Extract to read =>
┄┄┄┄┄┄┄┄┄┄
Caitlin Braam, Yonder Cider

“We appreciate the City Council’s openness and forward thinking on this topic. Starting a small business – COVID or not – is hard and it’s expensive. Allowing small businesses to safely and securely operate out of their homes not only frees them of the financial burden and stress that come with long term commercial leases, it gives them a chance to be a vibrant and contributing part of their community,” Braam said.

Limitations on business and economic activity disproportionately impact small businesses, which are less likely to have financial reserves to withstand extended periods of closure or limited operations and likely disproportionately impacts small businesses owned by women and Black, Indigenous, and People of Color. As an example, Seattle has over 4,000 active business licenses for restaurants, caterers, and other businesses in the food industry; the 2016 Annual Survey of Entrepreneurs estimates that nearly 48 percent of the firms in the accommodation and food services industry in the Seattle metropolitan area are owned by Black, Indigenous, and People of Color.
┄┄┄┄┄┄┄┄┄┄
Provided data =>
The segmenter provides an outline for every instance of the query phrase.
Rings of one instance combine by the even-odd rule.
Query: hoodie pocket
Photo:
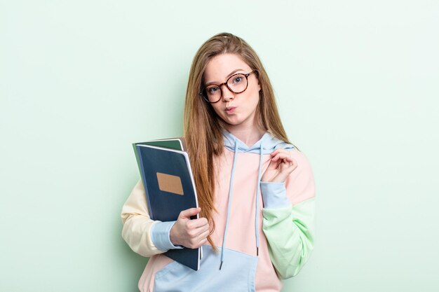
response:
[[[257,258],[224,249],[221,270],[221,249],[215,253],[204,246],[200,270],[173,261],[156,273],[154,292],[254,292]]]

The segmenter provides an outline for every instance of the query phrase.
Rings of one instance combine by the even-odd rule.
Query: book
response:
[[[182,210],[197,207],[195,182],[182,138],[133,144],[144,186],[149,216],[176,221]],[[198,216],[191,218],[198,218]],[[194,270],[200,268],[201,248],[170,249],[163,255]]]

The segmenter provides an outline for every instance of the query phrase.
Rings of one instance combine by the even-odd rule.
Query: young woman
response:
[[[281,291],[313,247],[314,180],[288,142],[259,57],[242,39],[219,34],[196,53],[184,137],[201,208],[154,221],[139,181],[122,209],[124,239],[151,258],[140,290]],[[203,246],[199,270],[161,254],[180,246]]]

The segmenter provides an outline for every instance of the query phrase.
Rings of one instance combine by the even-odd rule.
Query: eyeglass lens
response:
[[[247,78],[244,74],[235,74],[227,79],[226,84],[231,92],[241,93],[247,88]],[[209,85],[205,88],[205,95],[210,102],[215,102],[221,99],[222,90],[218,85]]]

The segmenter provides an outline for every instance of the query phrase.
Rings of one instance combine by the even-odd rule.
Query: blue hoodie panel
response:
[[[261,145],[262,146],[262,154],[270,154],[276,149],[291,150],[295,148],[294,145],[289,144],[273,137],[268,132],[264,134],[262,137],[251,146],[247,146],[244,142],[226,130],[223,130],[222,135],[224,137],[224,143],[226,148],[232,152],[235,152],[235,147],[237,146],[237,152],[239,153],[250,153],[260,154]],[[235,145],[235,142],[237,145]]]
[[[227,258],[219,270],[221,248],[203,246],[200,270],[195,271],[173,261],[156,273],[154,292],[255,291],[257,258],[224,249]]]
┄┄┄┄┄┄┄┄┄┄
Description of the task =>
Echo the statement on home-based small businesses in Seattle word for word, in full. The data plays no part in what comes next.

Exercise result =>
Caitlin Braam, Yonder Cider

“We appreciate the City Council’s openness and forward thinking on this topic. Starting a small business – COVID or not – is hard and it’s expensive. Allowing small businesses to safely and securely operate out of their homes not only frees them of the financial burden and stress that come with long term commercial leases, it gives them a chance to be a vibrant and contributing part of their community,” Braam said.

Limitations on business and economic activity disproportionately impact small businesses, which are less likely to have financial reserves to withstand extended periods of closure or limited operations and likely disproportionately impacts small businesses owned by women and Black, Indigenous, and People of Color. As an example, Seattle has over 4,000 active business licenses for restaurants, caterers, and other businesses in the food industry; the 2016 Annual Survey of Entrepreneurs estimates that nearly 48 percent of the firms in the accommodation and food services industry in the Seattle metropolitan area are owned by Black, Indigenous, and People of Color.